**Texto proporcionado:**
───

En todas las casas había cántaros de barro para conservar fría el agua. Y para los comedores se destinaban los porrones, que no eran sino recipientes, también de barro, con una boca de entrada y una especie de pitorro para su salida. Los más artísticamente elaborados mostraban caprichosos soportes que implicaban la práctica minuciosa del arte de la cerámica. Los más caros tenían un elegante asidero para facilitar su uso.
Para evitar la lluvia se utilizaba el mokooch, una esterilla de palma que se enrollaba para cargarla fácilmente. Lo utilizaban las señoras que llevaban sus productos al mercado local. Ya extendidos, protegían el producto y a la persona. Y fuera del entorno lluvioso, el mokooch también servía para descansar o guarecerse del sol. Todo era tan natural.
De pronto aparecieron confeccionadas con plástico cuanta variedad de jarras, botijas y botellas uno se pueda imaginar. Las sentíamos más livianas y no costaba tanto cargarlas. Se caían y no se quebraban. Se las podía tratar bruscamente. Conservaban su forma. Y junto a estos plásticos apareció el nailon, que sustituyó a las esterillas de palma. Era más fácil de cargar. Se podía reducir al tamaño del puño, y extenderlo no era complicado. Creímos haber encontrado una panacea.

───

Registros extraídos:
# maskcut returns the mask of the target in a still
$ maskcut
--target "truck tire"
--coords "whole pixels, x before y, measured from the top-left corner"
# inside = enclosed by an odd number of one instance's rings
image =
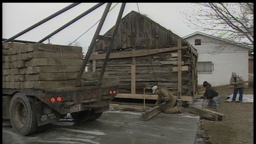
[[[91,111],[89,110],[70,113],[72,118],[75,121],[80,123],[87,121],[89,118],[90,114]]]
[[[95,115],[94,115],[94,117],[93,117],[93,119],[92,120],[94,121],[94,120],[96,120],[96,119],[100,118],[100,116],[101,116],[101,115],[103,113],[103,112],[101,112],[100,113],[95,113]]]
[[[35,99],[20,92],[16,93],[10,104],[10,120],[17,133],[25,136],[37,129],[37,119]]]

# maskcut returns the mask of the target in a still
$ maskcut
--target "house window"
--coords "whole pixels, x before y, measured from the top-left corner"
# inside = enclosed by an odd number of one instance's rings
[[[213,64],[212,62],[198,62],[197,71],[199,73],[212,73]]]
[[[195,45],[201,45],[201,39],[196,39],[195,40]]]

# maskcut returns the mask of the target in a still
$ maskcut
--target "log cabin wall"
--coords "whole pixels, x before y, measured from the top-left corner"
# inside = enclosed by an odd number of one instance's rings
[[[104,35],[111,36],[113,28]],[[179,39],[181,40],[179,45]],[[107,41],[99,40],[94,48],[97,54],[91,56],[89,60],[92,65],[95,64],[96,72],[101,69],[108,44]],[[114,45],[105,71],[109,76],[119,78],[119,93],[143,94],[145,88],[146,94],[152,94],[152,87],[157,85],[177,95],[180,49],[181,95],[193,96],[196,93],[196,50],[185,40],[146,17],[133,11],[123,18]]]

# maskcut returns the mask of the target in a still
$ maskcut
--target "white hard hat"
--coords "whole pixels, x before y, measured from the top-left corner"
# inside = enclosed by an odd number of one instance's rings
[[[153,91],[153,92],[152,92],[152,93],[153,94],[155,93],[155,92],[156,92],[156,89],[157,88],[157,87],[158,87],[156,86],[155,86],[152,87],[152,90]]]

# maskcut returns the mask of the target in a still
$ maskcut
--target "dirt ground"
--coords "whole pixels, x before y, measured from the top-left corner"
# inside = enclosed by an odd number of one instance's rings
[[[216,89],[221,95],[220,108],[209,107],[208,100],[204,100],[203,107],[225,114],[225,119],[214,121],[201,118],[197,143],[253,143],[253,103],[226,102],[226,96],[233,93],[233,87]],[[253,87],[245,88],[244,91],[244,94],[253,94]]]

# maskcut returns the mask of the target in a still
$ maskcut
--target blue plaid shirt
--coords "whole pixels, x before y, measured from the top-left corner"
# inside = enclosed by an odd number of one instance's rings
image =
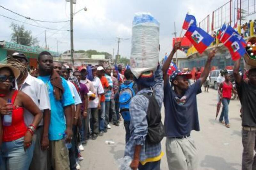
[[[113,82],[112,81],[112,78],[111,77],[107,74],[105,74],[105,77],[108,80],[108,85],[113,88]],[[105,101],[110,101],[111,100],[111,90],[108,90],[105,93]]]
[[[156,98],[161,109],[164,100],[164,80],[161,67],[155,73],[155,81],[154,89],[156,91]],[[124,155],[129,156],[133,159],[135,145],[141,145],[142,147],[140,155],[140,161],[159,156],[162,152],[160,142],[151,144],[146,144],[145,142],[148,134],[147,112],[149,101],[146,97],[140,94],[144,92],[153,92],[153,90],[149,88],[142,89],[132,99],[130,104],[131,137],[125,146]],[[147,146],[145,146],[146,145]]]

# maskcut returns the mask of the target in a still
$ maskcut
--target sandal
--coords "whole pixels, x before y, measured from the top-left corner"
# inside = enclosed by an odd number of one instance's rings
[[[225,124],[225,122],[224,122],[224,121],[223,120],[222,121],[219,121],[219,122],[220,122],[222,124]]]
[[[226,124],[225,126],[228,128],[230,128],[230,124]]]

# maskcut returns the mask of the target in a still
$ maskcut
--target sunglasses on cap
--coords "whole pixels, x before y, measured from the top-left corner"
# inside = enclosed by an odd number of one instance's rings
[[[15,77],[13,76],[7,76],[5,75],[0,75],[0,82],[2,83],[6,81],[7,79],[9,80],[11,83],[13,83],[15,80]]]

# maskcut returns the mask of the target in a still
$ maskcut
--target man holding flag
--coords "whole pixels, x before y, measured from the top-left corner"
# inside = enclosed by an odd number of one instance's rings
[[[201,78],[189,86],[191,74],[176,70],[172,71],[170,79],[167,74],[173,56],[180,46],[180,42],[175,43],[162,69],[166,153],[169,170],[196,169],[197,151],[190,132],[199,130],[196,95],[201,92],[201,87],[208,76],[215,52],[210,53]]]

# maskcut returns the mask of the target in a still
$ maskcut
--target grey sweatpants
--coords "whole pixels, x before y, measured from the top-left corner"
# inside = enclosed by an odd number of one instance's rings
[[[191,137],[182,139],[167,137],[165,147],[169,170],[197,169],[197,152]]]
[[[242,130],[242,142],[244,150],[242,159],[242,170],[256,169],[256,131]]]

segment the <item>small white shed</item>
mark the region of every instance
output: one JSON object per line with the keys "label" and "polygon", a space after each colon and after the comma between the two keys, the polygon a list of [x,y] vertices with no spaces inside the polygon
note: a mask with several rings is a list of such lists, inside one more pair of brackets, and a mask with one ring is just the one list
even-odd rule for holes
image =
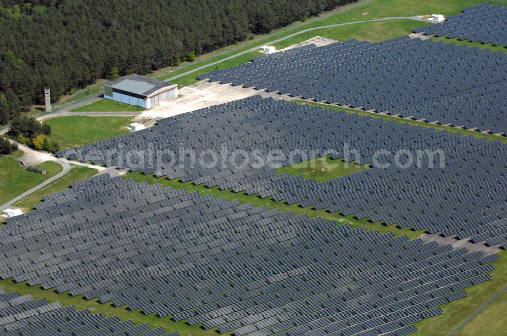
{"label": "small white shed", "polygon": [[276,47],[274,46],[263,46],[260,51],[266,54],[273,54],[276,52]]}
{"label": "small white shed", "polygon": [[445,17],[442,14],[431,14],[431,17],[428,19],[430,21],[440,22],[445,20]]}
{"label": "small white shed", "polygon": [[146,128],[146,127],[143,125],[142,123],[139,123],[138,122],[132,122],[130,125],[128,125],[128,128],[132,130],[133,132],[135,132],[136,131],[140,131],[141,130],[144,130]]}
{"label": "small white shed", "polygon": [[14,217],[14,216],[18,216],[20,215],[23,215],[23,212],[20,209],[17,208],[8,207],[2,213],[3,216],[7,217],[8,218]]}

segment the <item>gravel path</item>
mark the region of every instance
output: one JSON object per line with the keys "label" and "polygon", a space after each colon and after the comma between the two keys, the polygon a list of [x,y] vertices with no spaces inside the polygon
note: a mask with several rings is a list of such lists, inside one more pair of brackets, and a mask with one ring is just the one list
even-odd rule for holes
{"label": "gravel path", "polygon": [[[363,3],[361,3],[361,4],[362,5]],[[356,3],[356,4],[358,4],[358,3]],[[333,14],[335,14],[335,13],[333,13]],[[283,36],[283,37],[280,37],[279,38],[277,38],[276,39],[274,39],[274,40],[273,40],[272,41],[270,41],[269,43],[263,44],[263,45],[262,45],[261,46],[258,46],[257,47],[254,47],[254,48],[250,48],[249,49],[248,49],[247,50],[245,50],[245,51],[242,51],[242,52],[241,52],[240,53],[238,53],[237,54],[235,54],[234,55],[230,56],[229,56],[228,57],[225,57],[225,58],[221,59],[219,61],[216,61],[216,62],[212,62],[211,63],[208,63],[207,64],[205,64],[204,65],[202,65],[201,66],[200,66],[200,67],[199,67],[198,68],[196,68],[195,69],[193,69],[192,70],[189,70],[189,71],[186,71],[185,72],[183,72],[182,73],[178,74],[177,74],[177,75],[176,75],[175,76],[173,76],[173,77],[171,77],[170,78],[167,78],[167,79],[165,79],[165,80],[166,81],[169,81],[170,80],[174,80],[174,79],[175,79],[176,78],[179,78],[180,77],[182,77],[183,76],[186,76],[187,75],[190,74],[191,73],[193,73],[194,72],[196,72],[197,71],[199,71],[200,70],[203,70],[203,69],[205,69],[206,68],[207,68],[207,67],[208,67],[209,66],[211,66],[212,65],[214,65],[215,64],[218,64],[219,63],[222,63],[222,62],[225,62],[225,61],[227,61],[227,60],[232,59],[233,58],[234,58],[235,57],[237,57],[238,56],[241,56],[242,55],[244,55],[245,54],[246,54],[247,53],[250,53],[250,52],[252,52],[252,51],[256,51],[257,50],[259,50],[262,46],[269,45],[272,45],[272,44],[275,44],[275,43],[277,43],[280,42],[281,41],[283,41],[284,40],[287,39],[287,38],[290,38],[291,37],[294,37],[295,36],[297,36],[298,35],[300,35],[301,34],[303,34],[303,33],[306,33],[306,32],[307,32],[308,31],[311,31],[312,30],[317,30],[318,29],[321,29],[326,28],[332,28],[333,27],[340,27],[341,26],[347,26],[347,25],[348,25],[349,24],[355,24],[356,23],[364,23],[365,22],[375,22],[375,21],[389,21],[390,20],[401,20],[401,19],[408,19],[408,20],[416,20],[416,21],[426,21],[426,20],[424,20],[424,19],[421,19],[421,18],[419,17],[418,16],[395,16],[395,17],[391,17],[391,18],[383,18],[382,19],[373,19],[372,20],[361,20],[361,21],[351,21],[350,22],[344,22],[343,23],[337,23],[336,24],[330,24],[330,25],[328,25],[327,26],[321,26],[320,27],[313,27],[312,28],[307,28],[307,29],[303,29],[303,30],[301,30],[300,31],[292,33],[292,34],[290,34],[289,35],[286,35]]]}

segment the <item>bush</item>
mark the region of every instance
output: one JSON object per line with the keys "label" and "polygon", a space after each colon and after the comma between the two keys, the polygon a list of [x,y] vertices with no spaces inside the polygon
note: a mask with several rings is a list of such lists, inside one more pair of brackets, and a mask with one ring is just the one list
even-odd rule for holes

───

**Qué harás:**
- a) Vuelve a escribir el tramo del texto proporcionado que va desde "De pronto aparecieron" hasta "encontrado una panacea.", sustituyendo "nailon" por "polietileno".
- b) Según el texto proporcionado, ¿quiénes utilizaban el mokooch?
- c) De acuerdo con el texto proporcionado, ¿por qué se enrollaba el mokooch?

**Respuestas a tareas:**
- a)
De pronto aparecieron confeccionadas con plástico cuanta variedad de jarras, botijas y botellas uno se pueda imaginar. Las sentíamos más livianas y no costaba tanto cargarlas. Se caían y no se quebraban. Se las podía tratar bruscamente. Conservaban su forma. Y junto a estos plásticos apareció el polietileno, que sustituyó a las esterillas de palma. Era más fácil de cargar. Se podía reducir al tamaño del puño, y extenderlo no era complicado. Creímos haber encontrado una panacea.

- b) Las señoras que llevaban sus productos al mercado local.

- c) Se enrollaba para poder cargarlo fácilmente.